● **SUPPLIED RECORDS**:
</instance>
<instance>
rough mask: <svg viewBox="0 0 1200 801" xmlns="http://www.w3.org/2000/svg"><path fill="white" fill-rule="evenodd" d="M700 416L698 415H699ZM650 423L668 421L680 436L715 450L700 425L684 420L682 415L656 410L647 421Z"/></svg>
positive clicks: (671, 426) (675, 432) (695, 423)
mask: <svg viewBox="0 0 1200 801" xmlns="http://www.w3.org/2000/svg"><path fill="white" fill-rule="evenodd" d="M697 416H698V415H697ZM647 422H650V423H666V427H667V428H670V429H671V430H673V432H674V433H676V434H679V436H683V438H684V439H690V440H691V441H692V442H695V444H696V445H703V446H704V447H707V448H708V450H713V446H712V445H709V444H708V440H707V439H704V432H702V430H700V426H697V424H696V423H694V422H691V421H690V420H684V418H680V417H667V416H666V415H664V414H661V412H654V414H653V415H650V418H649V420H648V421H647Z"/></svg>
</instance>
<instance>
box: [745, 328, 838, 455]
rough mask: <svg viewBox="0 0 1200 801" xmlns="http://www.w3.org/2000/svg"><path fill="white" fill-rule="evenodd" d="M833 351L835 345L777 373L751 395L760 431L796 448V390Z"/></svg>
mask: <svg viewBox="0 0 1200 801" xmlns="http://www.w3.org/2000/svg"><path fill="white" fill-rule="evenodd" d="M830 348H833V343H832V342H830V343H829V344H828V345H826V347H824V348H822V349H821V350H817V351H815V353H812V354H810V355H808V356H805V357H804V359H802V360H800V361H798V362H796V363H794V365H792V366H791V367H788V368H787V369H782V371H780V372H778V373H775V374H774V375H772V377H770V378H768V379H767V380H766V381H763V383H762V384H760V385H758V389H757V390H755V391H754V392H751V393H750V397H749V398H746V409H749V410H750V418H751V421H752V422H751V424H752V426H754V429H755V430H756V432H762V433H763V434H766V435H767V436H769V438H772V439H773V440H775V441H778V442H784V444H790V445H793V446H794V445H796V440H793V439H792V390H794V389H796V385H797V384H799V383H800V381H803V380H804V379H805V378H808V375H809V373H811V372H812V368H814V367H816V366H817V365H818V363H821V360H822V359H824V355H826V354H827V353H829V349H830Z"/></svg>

● **DESCRIPTION OF THE TASK**: Format the material, from its first line up to and including the line containing "positive clicks: (671, 426)", as a Markdown table with the columns Row and Text. Put a row number in Row and the line in Text, and skip blank lines.

● **FINAL ANSWER**:
| Row | Text |
|---|---|
| 1 | </instance> |
| 2 | <instance> |
| 3 | rough mask: <svg viewBox="0 0 1200 801" xmlns="http://www.w3.org/2000/svg"><path fill="white" fill-rule="evenodd" d="M700 416L698 415H699ZM650 423L668 421L680 436L715 450L700 425L684 420L682 415L656 410L647 421Z"/></svg> |
| 4 | positive clicks: (671, 426) (675, 432) (695, 423) |